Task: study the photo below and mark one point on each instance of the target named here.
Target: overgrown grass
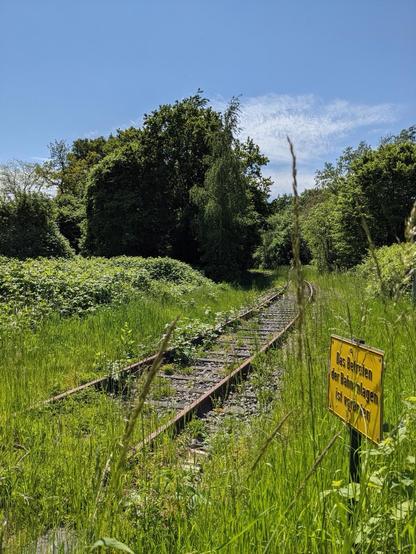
(52, 459)
(297, 499)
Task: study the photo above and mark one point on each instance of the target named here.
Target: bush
(28, 228)
(31, 289)
(397, 264)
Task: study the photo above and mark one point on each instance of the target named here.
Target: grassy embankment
(52, 459)
(297, 498)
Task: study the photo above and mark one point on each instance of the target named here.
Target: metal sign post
(355, 394)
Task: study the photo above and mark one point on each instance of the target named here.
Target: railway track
(186, 391)
(215, 373)
(115, 382)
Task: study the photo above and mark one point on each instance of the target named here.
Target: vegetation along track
(187, 390)
(215, 372)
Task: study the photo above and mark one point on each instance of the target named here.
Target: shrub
(31, 289)
(397, 264)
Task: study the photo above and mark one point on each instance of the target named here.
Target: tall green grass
(52, 459)
(298, 497)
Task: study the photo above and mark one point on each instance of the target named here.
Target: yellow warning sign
(355, 386)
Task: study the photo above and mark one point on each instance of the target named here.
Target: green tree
(222, 205)
(138, 197)
(28, 228)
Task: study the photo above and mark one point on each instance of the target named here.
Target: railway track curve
(215, 373)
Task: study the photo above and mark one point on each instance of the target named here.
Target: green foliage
(366, 187)
(397, 263)
(32, 289)
(223, 204)
(276, 241)
(70, 218)
(146, 196)
(138, 196)
(28, 228)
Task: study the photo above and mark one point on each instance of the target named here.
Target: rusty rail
(108, 382)
(205, 402)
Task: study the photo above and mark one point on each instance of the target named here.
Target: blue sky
(327, 72)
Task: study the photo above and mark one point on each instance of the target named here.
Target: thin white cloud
(318, 129)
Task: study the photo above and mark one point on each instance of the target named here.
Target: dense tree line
(365, 196)
(183, 185)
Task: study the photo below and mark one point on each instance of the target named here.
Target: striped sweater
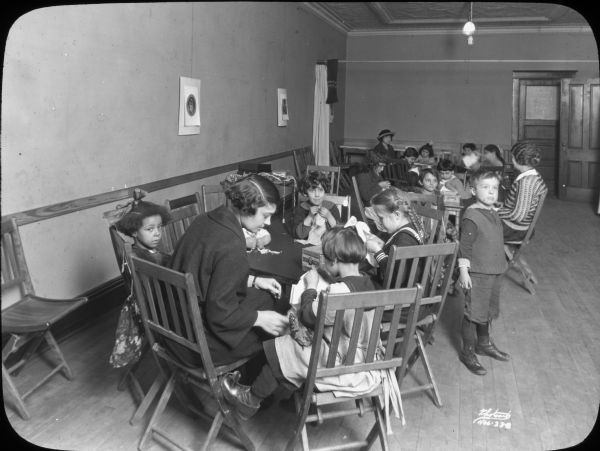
(522, 200)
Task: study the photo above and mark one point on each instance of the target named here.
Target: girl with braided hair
(525, 192)
(395, 216)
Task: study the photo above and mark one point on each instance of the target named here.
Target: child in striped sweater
(524, 195)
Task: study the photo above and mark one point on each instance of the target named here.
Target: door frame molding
(519, 75)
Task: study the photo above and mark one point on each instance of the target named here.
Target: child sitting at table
(481, 263)
(394, 215)
(411, 156)
(144, 223)
(426, 156)
(287, 360)
(314, 215)
(449, 183)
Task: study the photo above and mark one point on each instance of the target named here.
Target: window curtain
(321, 117)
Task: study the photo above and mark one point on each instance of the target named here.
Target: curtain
(321, 117)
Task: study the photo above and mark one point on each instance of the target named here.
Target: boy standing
(481, 263)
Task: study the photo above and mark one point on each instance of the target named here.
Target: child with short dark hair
(481, 263)
(287, 360)
(144, 223)
(315, 213)
(411, 155)
(449, 182)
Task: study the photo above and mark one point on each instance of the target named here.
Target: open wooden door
(579, 156)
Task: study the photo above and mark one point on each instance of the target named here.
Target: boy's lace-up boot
(468, 357)
(239, 396)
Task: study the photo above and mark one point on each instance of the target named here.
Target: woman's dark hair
(526, 153)
(252, 192)
(411, 152)
(312, 180)
(482, 174)
(427, 146)
(423, 172)
(471, 146)
(375, 159)
(493, 148)
(132, 221)
(446, 165)
(343, 244)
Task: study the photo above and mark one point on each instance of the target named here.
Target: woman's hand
(374, 244)
(326, 213)
(271, 322)
(464, 279)
(311, 278)
(268, 284)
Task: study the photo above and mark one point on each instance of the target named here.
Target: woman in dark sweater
(237, 308)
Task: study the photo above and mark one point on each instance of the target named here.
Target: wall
(449, 102)
(90, 105)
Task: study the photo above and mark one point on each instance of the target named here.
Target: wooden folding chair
(359, 202)
(356, 316)
(333, 175)
(343, 204)
(27, 322)
(171, 313)
(434, 223)
(213, 197)
(431, 266)
(514, 250)
(191, 200)
(302, 158)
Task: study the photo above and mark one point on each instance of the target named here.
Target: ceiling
(430, 17)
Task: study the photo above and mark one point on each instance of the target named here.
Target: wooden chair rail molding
(83, 203)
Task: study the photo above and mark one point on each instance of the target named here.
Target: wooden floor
(551, 387)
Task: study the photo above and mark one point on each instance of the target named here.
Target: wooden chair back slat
(213, 197)
(191, 200)
(343, 205)
(359, 201)
(14, 266)
(333, 174)
(302, 158)
(355, 304)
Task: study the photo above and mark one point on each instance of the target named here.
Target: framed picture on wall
(282, 107)
(189, 106)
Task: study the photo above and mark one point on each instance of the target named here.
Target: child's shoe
(468, 357)
(492, 351)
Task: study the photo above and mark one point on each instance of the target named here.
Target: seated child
(481, 263)
(287, 360)
(371, 182)
(144, 223)
(315, 215)
(492, 157)
(397, 218)
(411, 156)
(426, 156)
(449, 182)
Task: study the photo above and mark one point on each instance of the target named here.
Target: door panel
(579, 160)
(538, 114)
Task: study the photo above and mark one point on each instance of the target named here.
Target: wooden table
(286, 267)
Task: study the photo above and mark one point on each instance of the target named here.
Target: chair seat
(36, 314)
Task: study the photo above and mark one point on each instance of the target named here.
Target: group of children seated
(481, 261)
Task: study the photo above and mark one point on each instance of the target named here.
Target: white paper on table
(300, 287)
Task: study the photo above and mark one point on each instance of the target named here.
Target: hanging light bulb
(469, 27)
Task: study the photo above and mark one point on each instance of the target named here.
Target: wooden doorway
(536, 117)
(579, 159)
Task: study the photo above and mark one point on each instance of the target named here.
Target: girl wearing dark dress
(237, 308)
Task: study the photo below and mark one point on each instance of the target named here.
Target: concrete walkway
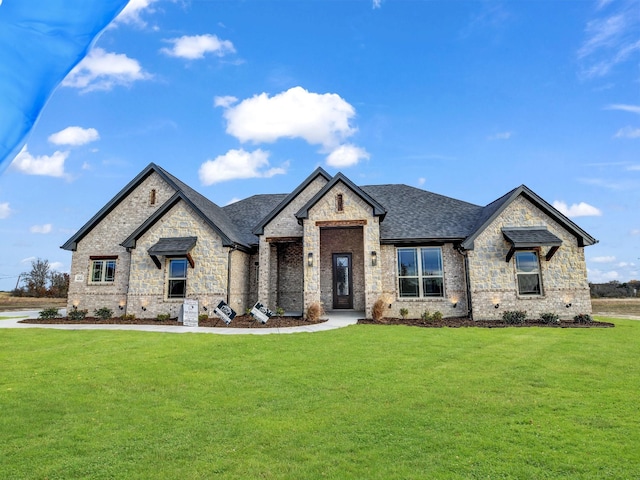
(336, 319)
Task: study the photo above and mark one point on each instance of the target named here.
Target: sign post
(189, 313)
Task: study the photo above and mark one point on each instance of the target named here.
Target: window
(420, 272)
(528, 273)
(103, 271)
(177, 278)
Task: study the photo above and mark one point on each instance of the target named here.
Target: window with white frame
(528, 273)
(177, 278)
(420, 272)
(103, 270)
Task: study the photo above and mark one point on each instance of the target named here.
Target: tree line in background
(41, 281)
(615, 289)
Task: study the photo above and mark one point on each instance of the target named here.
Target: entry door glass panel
(342, 284)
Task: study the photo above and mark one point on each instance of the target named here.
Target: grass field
(375, 402)
(9, 303)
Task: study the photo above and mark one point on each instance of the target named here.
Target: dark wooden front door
(342, 281)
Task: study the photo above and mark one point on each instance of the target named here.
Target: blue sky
(468, 99)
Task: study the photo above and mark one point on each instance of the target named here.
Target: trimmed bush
(514, 317)
(315, 311)
(549, 318)
(583, 318)
(377, 312)
(103, 313)
(48, 313)
(77, 314)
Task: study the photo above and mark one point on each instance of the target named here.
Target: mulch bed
(240, 321)
(467, 322)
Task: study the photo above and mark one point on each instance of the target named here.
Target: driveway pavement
(336, 319)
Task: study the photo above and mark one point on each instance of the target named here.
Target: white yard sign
(190, 313)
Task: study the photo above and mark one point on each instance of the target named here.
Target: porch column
(372, 273)
(311, 254)
(264, 272)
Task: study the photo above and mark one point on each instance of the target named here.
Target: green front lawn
(374, 402)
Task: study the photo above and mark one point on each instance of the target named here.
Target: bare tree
(36, 279)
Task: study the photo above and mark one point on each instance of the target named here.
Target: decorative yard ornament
(225, 312)
(261, 313)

━━━━━━━━

■ CHALLENGE
Repeat every record precisely. Any picture among them stays out of the copy.

■ RIGHT ANSWER
Task: study the photo below and mark one point on each instance of the target named here.
Target: overgrown grass
(52, 459)
(297, 499)
Task: study the photo above and mark one point on each instance of the target named here.
Target: bush
(28, 228)
(31, 289)
(397, 264)
Task: study the photo above and mark one point on each instance of the target named here.
Target: grassy embankment
(52, 459)
(297, 498)
Task: study the photo above and mark one point on each instance of the target named here.
Target: metal sign post
(355, 394)
Task: study the photo above and mark one point on each instance of the target named here.
Target: railway track
(186, 391)
(215, 373)
(115, 382)
Task: study the photo above and mark one point on each instance of the target named here.
Target: vegetation along track
(187, 390)
(215, 372)
Task: study the photo above and mark one point on each instance of the target named here.
Target: shrub
(31, 289)
(397, 264)
Task: study the photo above and mark one point on each instance of the target named here.
Target: tall green grass
(52, 459)
(298, 497)
Task: study the photo above and mark one point on each instance of the target named here.
Target: yellow warning sign
(355, 386)
Task: study the photo above and mark one point on each instance of the target named here.
Target: green tree
(222, 205)
(138, 197)
(28, 228)
Task: study the photo above and mark one point on each instance of the target named here.
Target: railway track curve
(215, 373)
Task: study the photo above and mark one point on each instance of the target named here.
Target: green foliage
(366, 187)
(397, 263)
(32, 289)
(223, 204)
(276, 241)
(70, 218)
(146, 196)
(138, 196)
(28, 228)
Task: study the photo above and mark one point on each instance of the target named here.
Target: rusty rail
(108, 382)
(205, 402)
Task: study the photo above and mark one point on each instance of the target named here.
Target: blue sky
(327, 72)
Task: study the photo above and mark one point on each instance of the target named here.
Target: thin white cloud
(318, 129)
Task: study the photo above and mark one point on each instance of the target named here.
Target: dense tree line
(365, 196)
(183, 185)
Task: study the photo below and mark one point on each instance of the target named here.
Target: striped sweater
(522, 200)
Task: study the photo above and mark one point on each instance of the target named here.
Target: girl with braided hair
(525, 192)
(395, 216)
Task: study the photo above and mark one point on each instance of the target named here.
Target: child in striped sweater
(524, 195)
Task: study the photo above and mark one point on each instance of the target named here.
Target: door frame molding
(519, 75)
Task: study the photo above and mark one point on each instance of the target named here.
Target: child sitting at table
(481, 263)
(394, 215)
(411, 156)
(144, 223)
(426, 156)
(287, 360)
(314, 215)
(449, 183)
Task: study the photo above and mark one point on each instance of the target named here.
Target: window curtain
(321, 117)
Task: study the photo above and mark one point on each instance of the target named here.
Target: curtain
(321, 117)
Task: study the photo above and mark one point on each instance of the target named here.
Target: boy standing
(481, 263)
Task: study the photo above and mark one point on each instance of the target named here.
Target: child with short dark hair
(481, 263)
(287, 360)
(144, 223)
(315, 213)
(411, 155)
(449, 182)
Task: study the photo above and mark one point on each instance of the target named here.
Target: open wooden door
(579, 156)
Task: study the photo above and mark one point on each instance of the target named here.
Target: boy's lace-up boot
(468, 357)
(239, 396)
Task: study the photo above and mark one point on each instance of the target named here.
Target: woman's dark hair
(526, 153)
(252, 192)
(411, 152)
(312, 180)
(482, 174)
(427, 146)
(423, 172)
(471, 146)
(375, 159)
(493, 148)
(132, 221)
(446, 165)
(343, 244)
Task: study the photo above and mark one point on each instance of the target named here.
Target: woman's hand
(374, 244)
(326, 213)
(271, 322)
(464, 279)
(311, 278)
(268, 284)
Task: study the photo above and mark one point on each instance of the target named here.
Target: woman in dark sweater
(237, 308)
Task: study the photo above and mark one point on each instance of the target named here.
Target: wall
(449, 102)
(90, 105)
Task: study the photo above and mark one point on each instance of the target named here.
Target: wooden folding chair
(359, 202)
(356, 316)
(333, 175)
(343, 204)
(27, 322)
(171, 313)
(434, 223)
(213, 197)
(431, 266)
(514, 250)
(191, 200)
(302, 158)
Task: study the photo above and mark one point on each instance of the target named here.
Target: ceiling
(430, 17)
Task: study the photo above and mark one point on each instance of the target named here.
Target: wooden chair rail molding
(83, 203)
Task: study the photo above and mark one point on each instance of the target named here.
Target: wooden floor
(551, 387)
Task: study the photo above and mark one point on each instance of the target named here.
Target: wooden chair back slat
(213, 197)
(191, 200)
(343, 205)
(359, 201)
(14, 266)
(333, 174)
(302, 158)
(355, 304)
Task: study the photo above and mark one point on each instance of the target named here.
Target: framed picture on wall
(282, 107)
(189, 106)
Task: study the photo above and mark one point on each instance of the target named here.
Target: child's shoe
(468, 357)
(492, 351)
Task: study the photo above and mark one point on each instance of the target named here.
Target: seated child
(481, 263)
(287, 360)
(371, 182)
(144, 223)
(315, 215)
(492, 157)
(397, 218)
(411, 156)
(426, 156)
(449, 182)
Task: study the photo above and mark one point on each instance of the target named here.
Target: door panel
(579, 160)
(538, 114)
Task: study the photo above and mark one point on each instance of the target named here.
Target: wooden table
(286, 267)
Task: study the photo above and mark one point on each instance of the target named here.
Target: chair seat
(36, 314)
Task: study the photo above and mark one point on each instance of the target named here.
Target: group of children seated
(481, 261)
Task: study the photo above and mark one point on each instance of the target named here.
Target: white paper on table
(300, 287)
Task: study the photo above and mark one point on each instance of the target named here.
Target: hanging light bulb
(469, 27)
Task: study the photo above and mark one point on each instance of the target named here.
Target: wooden doorway
(536, 117)
(579, 159)
Task: study the photo above and mark one point on each instance of the target named here.
Target: girl wearing dark dress
(237, 308)
Task: study the photo below and mark one point on each instance of the target named here.
Target: concrete walkway
(336, 319)
Task: study the photo above and mark one point on each instance of the target named here.
Target: sign post
(189, 313)
Task: study the photo above and mark one point on each instance of the target named here.
Target: window
(420, 272)
(528, 273)
(103, 271)
(177, 278)
Task: study the photo above and mark one point on each instance of the target named here.
Target: window with white frame
(528, 273)
(177, 278)
(420, 272)
(103, 270)
Task: study the photo above and mark one point on each instance of the target named here.
Target: tree line in background
(41, 281)
(615, 289)
Task: study the photo above and mark one point on each instance of the target named here.
Target: entry door glass panel
(342, 284)
Task: study the photo above and mark one point on each instance of the target named here.
Target: grass field
(375, 402)
(9, 303)
Task: study the photo above and mark one point on each instance of the target named here.
Target: dark wooden front door
(342, 281)
Task: study the photo above and mark one point on each instance of the target named here.
Target: blue sky
(468, 99)
Task: study the photo above and mark one point on each instance of the target named here.
Target: trimmed bush
(514, 317)
(315, 311)
(549, 318)
(583, 318)
(377, 312)
(103, 313)
(48, 313)
(77, 314)
Task: study the photo above and mark one point on each instance of the target named here.
Target: mulch bed
(240, 321)
(467, 322)
Task: study the photo above and mark one point on each instance of the target named here.
Target: driveway pavement
(336, 319)
Task: study the photo above and mark one point on each instance of the target named here.
Target: white yard sign
(190, 313)
Task: study the photo above and mark one point on each instance of the target named here.
Target: porch column
(372, 273)
(311, 254)
(264, 272)
Task: study the photo above and mark one point on each instance of the target named here.
Target: green front lawn
(374, 402)
Task: study the photo above and mark one point on each instance of the target named here.
Target: bare tree
(36, 279)
Task: study the photo above and mark one point on each instance of the target named here.
Target: decorative yard ornament
(225, 312)
(261, 313)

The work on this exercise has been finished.